*DATASET RECORDS*.
[Start]

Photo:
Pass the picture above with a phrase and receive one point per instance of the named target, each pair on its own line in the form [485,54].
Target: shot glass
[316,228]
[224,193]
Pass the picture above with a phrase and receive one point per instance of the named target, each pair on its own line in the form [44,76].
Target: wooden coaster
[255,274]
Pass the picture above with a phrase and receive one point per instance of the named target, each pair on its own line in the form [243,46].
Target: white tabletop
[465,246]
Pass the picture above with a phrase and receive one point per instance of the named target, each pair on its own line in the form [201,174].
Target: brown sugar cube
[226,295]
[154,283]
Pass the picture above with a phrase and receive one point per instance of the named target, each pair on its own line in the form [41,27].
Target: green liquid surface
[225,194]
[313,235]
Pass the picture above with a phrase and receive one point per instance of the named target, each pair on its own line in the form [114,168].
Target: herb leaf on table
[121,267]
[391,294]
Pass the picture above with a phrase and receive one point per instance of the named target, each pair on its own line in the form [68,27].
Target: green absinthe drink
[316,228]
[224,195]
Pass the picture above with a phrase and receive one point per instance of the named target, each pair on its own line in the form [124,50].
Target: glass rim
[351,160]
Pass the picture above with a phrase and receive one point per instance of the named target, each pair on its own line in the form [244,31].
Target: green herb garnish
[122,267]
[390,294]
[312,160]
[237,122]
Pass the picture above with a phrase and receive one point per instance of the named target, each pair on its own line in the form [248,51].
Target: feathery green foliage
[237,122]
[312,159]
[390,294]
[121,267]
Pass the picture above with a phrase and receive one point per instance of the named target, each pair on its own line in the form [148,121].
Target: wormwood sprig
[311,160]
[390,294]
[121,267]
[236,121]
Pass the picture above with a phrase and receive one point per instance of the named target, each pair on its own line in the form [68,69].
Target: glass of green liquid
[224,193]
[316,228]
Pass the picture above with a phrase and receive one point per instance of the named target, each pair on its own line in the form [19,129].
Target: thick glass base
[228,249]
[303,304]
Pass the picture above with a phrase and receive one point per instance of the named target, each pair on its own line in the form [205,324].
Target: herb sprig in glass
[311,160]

[End]

Please rewrite all the lines above, changing every "sprig" to "twig" and leaving everything else as it is.

*THE REPLY*.
Photo:
Pass the picture above with a phrase and receive one point per instance of the named target, each pair on its own line in the form [485,54].
Target: shot glass
[316,228]
[224,193]
Pass the picture above with a phrase and receive one point per instance of the named target, each pair on its own line in the form [44,76].
Target: wooden coaster
[255,274]
Pass the picture above with a phrase and receive one point per instance of the named target, each pair on its own line in the form [243,46].
Target: white tabletop
[465,246]
Pass the picture above with a phrase and receive one point per instance of the named target, each pair on its own line in the form [201,174].
Target: brown sugar cube
[226,295]
[154,283]
Pass the picture above with a phrase and receive one point per instance of the named target, each pair on its own line in the form [41,27].
Target: green liquid surface
[225,194]
[313,235]
Pass the picture above with a phrase and receive one point per instance of the named target, each pair on its own line in the form [114,168].
Target: herb leaf on table
[121,267]
[391,294]
Pass the picture above with a phrase and receive one point per instance of the named target, each pair on its own line in the form [68,27].
Target: green absinthe drink
[316,228]
[224,195]
Pass the picture above with a phrase and receive one point per instance of the named target, each pair on its own line in the form [124,50].
Target: glass rim
[351,160]
Pass the picture above with a phrase and receive one point per instance of the named target, each pair on its own line in the form [244,31].
Target: green herb garnish
[122,267]
[390,294]
[312,160]
[237,122]
Pass the picture above with a phrase and receive one point per instance of the named target, each pair on its own line in the form [248,51].
Target: feathery green foliage
[237,122]
[312,159]
[390,294]
[121,267]
Pass the picture above with a phrase and receive one point per instance of the named target, each pair on its own line in the form [148,121].
Target: wormwood twig
[311,160]
[390,294]
[121,267]
[236,121]
Pass the picture above with a phrase and receive one point per instance of the named target, each pair on its own line in the form [68,69].
Target: glass of green liquid
[224,193]
[316,228]
Pass the picture above with a phrase and receive one point per instance of the named target, each pair on its own line in the form [19,129].
Target: thick glass base
[228,249]
[303,304]
Pass the picture above with a phrase and receive one point per instance of the named target, each pair on its own line in the form [205,324].
Target: herb twig in glass
[311,160]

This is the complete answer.